**EXERCISE REQUIREMENTS:** Each entry below has to be written out again without any change.

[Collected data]
>>
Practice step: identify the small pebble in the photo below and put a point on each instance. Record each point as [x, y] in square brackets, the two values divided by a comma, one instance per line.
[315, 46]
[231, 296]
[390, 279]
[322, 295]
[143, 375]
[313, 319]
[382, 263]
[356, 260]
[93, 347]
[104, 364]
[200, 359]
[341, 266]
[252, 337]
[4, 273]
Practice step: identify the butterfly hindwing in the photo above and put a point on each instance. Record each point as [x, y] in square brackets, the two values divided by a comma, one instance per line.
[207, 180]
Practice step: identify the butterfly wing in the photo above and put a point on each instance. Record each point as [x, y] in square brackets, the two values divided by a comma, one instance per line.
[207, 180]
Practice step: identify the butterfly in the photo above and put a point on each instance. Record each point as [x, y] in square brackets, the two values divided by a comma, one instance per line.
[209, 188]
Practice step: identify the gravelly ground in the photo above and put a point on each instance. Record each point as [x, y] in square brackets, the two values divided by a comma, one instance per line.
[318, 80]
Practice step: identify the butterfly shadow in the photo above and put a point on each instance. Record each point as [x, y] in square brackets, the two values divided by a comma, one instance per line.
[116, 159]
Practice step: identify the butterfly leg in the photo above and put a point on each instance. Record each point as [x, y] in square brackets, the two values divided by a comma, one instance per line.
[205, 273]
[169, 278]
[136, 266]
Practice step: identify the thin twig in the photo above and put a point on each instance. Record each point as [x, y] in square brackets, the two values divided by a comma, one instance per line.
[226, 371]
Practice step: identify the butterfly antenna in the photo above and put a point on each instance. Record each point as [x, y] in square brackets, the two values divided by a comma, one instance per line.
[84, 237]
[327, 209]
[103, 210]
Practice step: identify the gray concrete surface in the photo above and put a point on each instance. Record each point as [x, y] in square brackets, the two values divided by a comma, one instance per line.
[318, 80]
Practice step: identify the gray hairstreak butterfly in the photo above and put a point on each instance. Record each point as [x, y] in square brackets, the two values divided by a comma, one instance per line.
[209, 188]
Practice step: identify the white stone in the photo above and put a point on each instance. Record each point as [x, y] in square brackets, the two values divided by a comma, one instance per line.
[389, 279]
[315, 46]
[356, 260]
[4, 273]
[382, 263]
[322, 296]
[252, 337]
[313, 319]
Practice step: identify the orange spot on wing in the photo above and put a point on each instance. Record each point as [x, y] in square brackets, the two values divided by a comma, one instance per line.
<<
**SOLVED EXERCISE:**
Practice step: identify the small pebble in the photo below and put a point on each instance. Record each point as [x, y] in square brackets, the two values divided by a comma, one instance per line.
[315, 46]
[231, 296]
[390, 279]
[322, 295]
[143, 375]
[313, 319]
[382, 263]
[356, 260]
[93, 347]
[104, 364]
[200, 359]
[341, 266]
[252, 337]
[4, 273]
Practice step: identify the butterfly hindwing in the photo above and put a point on each instance. Record each point as [x, y] in square brackets, the two values divided by a comma, one instance per line.
[207, 180]
Practice step: identify the butterfly wing in the photo above and put a point on each instance. Record each point as [x, y] in square brackets, the two values divided by a comma, one instance per line.
[207, 180]
Practice step: identify the butterfly in the photo above and put a point on each instance. Record each point as [x, y] in square brackets, the two values divided by a comma, one instance per line.
[209, 188]
Practice step: identify the gravelly ground in the photo above and put a point on each instance. Record each point as [x, y] in square brackets, the two values divided by a comma, one instance per line.
[318, 80]
Practice step: identify the butterfly shadow in the photo above and put a point on each instance. Record each point as [x, y] in square brackets, the two values divided by a comma, one instance per line.
[116, 159]
Practice step: identify the butterfly leg in the photo above and put a point on each instance. Record each point as [x, y] in square brackets, the two values divided by a comma, one instance per line.
[205, 273]
[169, 278]
[136, 266]
Practice step: identify the thin twig in the photo above and put a point on each instance. Record each point as [x, y] in square brackets, the two values divided by a comma, one instance per line.
[226, 371]
Practice step: identify the butterfly antenna in the photo above and put a point on each instance. Record each point as [x, y] in square brackets, the two values divided by a comma, one instance per line.
[84, 237]
[327, 209]
[103, 210]
Practice step: identify the gray concrete surface in the photo above and put a point on each instance. Record each point as [x, y] in square brackets, the two values divided by a comma, one instance per line.
[318, 80]
Practice step: identify the gray hairstreak butterfly in the photo above and put a point on each instance. Record each point as [x, y] in square brackets, the two values divided by a comma, one instance per line.
[209, 188]
Practice step: identify the white stone in the photo above and put a point on each instance. Record each point as [x, y] in square brackets, the two values divided by a comma, one instance per line.
[389, 279]
[315, 46]
[356, 260]
[4, 273]
[382, 263]
[322, 296]
[252, 337]
[313, 319]
Practice step: identify the orange spot on wing in the photo above and put a point on each instance. Record each point as [x, y] in square brackets, the two values divided by a comma, one instance per line.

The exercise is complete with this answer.